Extract every line of the records that follow which contains the word "below". Case counts.

_Data shown_
[start]
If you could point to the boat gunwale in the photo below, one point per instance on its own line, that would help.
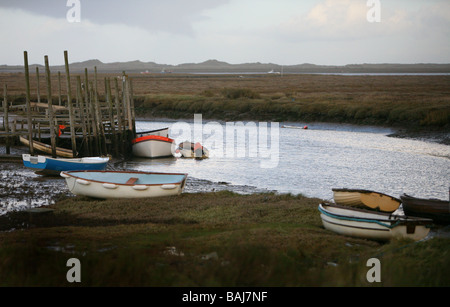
(82, 160)
(68, 173)
(363, 191)
(47, 146)
(408, 197)
(399, 219)
(147, 138)
(150, 131)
[end]
_Exercise output_
If you could point to the boat gunwale in the photo below, one point per instance on its own line, that would help.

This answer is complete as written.